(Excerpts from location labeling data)

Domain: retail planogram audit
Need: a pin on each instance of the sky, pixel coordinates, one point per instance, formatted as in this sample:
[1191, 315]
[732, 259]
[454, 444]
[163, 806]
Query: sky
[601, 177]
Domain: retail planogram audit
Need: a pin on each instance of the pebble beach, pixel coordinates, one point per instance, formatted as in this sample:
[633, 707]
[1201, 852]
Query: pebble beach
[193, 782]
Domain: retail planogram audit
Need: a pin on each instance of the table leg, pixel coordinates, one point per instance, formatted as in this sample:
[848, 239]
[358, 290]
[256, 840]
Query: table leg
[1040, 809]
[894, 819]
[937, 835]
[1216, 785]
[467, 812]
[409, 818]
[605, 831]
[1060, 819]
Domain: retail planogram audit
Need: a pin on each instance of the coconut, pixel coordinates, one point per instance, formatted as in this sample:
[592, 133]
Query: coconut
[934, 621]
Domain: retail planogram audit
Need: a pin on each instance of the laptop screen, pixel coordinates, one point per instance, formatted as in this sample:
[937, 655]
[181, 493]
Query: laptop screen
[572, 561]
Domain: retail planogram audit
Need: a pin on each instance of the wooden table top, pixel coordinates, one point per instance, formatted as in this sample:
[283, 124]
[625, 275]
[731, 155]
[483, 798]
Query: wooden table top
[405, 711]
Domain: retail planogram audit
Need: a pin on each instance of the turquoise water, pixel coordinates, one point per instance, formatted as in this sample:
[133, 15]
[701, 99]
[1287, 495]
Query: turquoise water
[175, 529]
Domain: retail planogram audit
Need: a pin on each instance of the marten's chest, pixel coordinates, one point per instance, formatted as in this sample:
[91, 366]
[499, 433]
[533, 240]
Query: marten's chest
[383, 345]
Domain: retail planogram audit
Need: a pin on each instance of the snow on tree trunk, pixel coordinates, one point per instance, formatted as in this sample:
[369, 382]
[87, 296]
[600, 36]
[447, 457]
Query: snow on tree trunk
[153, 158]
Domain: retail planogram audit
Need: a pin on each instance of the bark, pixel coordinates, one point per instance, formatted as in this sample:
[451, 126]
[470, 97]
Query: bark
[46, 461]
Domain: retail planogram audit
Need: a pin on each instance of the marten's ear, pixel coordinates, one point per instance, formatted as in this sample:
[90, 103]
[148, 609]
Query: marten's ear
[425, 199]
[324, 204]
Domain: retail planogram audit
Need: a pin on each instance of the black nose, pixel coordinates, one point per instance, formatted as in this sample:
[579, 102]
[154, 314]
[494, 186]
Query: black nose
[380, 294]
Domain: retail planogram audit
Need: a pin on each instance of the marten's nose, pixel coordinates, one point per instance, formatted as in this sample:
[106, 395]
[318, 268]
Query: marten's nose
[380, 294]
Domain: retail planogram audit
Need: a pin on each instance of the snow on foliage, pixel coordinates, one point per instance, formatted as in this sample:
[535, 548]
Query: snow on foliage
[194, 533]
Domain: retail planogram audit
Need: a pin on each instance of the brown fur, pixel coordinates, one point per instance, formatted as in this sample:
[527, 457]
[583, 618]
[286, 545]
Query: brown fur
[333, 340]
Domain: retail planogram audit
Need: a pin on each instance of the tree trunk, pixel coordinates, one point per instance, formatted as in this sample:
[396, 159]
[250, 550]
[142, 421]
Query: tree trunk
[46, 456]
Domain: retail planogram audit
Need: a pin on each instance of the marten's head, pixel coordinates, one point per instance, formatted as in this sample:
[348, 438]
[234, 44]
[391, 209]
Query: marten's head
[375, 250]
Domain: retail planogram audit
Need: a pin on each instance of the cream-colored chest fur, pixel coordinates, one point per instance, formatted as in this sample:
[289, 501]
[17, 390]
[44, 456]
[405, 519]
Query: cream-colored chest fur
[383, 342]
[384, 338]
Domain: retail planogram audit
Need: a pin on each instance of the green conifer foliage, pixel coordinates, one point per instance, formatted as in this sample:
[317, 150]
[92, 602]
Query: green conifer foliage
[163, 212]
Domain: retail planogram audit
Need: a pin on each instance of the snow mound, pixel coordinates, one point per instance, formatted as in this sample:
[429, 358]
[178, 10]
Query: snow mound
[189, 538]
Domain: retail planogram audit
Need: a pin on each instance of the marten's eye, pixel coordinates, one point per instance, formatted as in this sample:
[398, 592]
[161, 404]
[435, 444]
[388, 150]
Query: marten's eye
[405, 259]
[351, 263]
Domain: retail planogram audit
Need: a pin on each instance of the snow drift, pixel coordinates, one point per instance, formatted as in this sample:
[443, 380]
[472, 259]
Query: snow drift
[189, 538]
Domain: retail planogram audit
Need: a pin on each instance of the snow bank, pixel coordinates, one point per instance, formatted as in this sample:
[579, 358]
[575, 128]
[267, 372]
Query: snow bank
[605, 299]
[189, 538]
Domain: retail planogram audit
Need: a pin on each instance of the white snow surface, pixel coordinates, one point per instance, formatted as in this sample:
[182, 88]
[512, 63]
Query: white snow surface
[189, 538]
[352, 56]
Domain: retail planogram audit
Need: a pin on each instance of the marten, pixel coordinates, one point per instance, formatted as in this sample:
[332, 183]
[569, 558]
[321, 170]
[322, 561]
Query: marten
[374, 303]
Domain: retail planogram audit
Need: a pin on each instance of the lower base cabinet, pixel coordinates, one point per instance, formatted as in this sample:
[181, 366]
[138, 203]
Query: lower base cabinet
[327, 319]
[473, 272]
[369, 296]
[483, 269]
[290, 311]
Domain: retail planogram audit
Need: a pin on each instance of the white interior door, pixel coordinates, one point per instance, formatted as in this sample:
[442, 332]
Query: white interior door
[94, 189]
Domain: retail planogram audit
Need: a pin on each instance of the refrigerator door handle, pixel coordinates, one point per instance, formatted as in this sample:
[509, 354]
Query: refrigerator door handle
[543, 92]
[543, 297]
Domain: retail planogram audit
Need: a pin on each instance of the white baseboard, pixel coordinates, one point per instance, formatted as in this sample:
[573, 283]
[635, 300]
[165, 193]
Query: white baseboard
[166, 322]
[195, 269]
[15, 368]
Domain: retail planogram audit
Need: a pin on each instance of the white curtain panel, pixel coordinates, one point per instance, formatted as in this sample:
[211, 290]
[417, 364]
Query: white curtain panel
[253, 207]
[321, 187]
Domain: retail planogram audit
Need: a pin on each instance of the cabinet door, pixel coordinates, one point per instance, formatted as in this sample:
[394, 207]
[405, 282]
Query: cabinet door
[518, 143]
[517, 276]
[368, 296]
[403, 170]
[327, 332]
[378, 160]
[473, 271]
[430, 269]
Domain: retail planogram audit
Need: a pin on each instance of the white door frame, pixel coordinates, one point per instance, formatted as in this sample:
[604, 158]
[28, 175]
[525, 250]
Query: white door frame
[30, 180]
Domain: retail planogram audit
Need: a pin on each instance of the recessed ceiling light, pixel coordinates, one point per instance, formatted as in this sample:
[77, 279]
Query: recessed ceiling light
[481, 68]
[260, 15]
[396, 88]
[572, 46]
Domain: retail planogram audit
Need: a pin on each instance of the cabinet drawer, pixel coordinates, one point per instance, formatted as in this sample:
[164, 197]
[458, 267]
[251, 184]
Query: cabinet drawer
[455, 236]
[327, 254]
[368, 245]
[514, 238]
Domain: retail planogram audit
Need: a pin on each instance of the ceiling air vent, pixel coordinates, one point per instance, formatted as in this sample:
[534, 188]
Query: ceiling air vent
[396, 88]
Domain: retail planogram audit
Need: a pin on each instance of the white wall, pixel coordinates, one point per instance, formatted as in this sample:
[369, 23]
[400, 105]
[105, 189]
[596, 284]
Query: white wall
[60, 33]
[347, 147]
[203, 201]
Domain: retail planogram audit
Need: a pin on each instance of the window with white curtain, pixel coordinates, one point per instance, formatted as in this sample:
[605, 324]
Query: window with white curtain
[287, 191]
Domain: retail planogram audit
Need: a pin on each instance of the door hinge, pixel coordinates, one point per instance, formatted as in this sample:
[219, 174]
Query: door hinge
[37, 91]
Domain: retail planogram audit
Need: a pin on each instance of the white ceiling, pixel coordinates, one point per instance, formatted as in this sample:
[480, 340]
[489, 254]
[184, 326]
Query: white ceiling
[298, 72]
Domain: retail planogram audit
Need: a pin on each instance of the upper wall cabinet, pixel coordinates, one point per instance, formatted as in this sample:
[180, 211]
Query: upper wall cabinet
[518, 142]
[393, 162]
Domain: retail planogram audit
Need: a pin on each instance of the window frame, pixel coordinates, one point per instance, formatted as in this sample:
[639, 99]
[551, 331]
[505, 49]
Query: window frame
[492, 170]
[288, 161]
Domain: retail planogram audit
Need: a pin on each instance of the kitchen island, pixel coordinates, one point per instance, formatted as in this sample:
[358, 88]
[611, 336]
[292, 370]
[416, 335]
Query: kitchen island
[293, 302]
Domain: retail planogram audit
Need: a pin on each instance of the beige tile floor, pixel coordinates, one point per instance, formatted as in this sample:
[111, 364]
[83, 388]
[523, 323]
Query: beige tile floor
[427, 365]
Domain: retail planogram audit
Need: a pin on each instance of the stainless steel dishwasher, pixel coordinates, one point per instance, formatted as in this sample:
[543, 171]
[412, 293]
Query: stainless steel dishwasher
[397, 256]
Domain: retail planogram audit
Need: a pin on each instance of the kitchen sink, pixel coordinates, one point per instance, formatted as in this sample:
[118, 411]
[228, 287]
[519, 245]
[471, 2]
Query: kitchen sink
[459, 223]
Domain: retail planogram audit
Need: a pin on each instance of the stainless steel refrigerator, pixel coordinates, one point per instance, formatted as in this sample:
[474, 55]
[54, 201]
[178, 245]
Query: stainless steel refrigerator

Objective: Locate each line in the rows above that contains the word "refrigerator", matching case exactly, and copy those lines.

Exercise solution:
Need: a pin on each instance of the refrigerator door handle, pixel coordinates, one point per instance, formatted as in this sample:
Query: refrigerator door handle
Need: a pin on each instance of the stainless steel refrigerator, pixel coordinates, one point per instance, formatted as in this sample:
Query: stainless steel refrigerator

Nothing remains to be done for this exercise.